# How to deal with intimidation from landlord re rental property next door?



## cmurphy01 (4 Jun 2011)

I am a neighbour of a rented house and went to PRTB after over 6 years complaints to landlord.  PRTB agreed with me and is now legal and binding as of 3 weeks ago.  Neighbours still as bad as ever and landlord of said house has sent his agent to let me know that if i bring future case against him he'll seek costs against me.  I know he's trying to intimidate me but as i'm low earner has anyone advice how to deal with this.  Going to citizens advice on Tues.


----------



## Sue Ellen (4 Jun 2011)

I would be inclined to speak to the local Community Garda and tell them that you feel that you are being intimidated and can they give you any advice.


----------



## PaddyBloggit (4 Jun 2011)

+1

As you're being intimidated & threatened make a formal complaint to Gardaí and make sure it's documented by them.

That behaviour is scandalous and you shouldn't tolerate it.


----------



## monagt (4 Jun 2011)

+1 this is intolerable.

Keep a Diary of every event, date, time, who, outcome, etc. This will make the work of the Gardai easier and will be essential in court.


----------



## Hans (6 Jun 2011)

If you ring the gardai as I did over a complaint my elderly relative had with a rented house next door. They were so good and didn't make me feel like a crank they gave me a case no (dont know if that is what it was called) but it was the number that I had to use anytime I had further complaints so they had record of the going ons. I must say I was surprised at the support I and my relative got from gardai but I would definitely go to them now.
════════════════
◆ **Short exercise 1**
Sum up the forum thread about the landlord's intimidation in two sentences.
◆ **Short exercise 2**
Write a continuation of the forum thread about the landlord's intimidation, picking up after its final post.

◆ **Recorded information**
════════════════
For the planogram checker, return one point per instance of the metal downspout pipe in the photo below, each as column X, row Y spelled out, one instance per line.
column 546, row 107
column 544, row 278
════════════════
◆ **Written response 1**
After more than six years of complaints, a neighbour of a rented house won a legally binding PRTB ruling, but the tenants are still as bad as ever, and the landlord's agent has warned that he will seek costs if another case is brought. Replies urge making a formal, documented complaint to the Gardaí and keeping a diary of every event, and one poster reports that the gardai were supportive and gave a case number to use for further complaints.

◆ **Written response 2**
----------



## Leo (7 Jun 2011)

Hans said:


> ...they gave me a case no (dont know if that is what it was called)


 
That's a PULSE numer. 
Leo


----------



## round1 (7 Jun 2011)

Can the the PRTB go any further with this as you have brought a successful third party case to them ?. I was wondering if  they have any role in enforcing the judgement in cases like this. Sounds like you have had years of hell.


----------



## roker (9 Jun 2011)

The Residential Tenanacy Act which is from the PRTB states: under Landlord conditions
not penalise tenants for making complaints or taking action to enforce their rights.


----------



## PaddyBloggit (9 Jun 2011)

It wasn't the tenant who complained .... it was the neighbour.


----------



## Seagull (9 Jun 2011)

Definitely contact the gardai, and it probably wouldn't hurt to let the PRTB know about it as well.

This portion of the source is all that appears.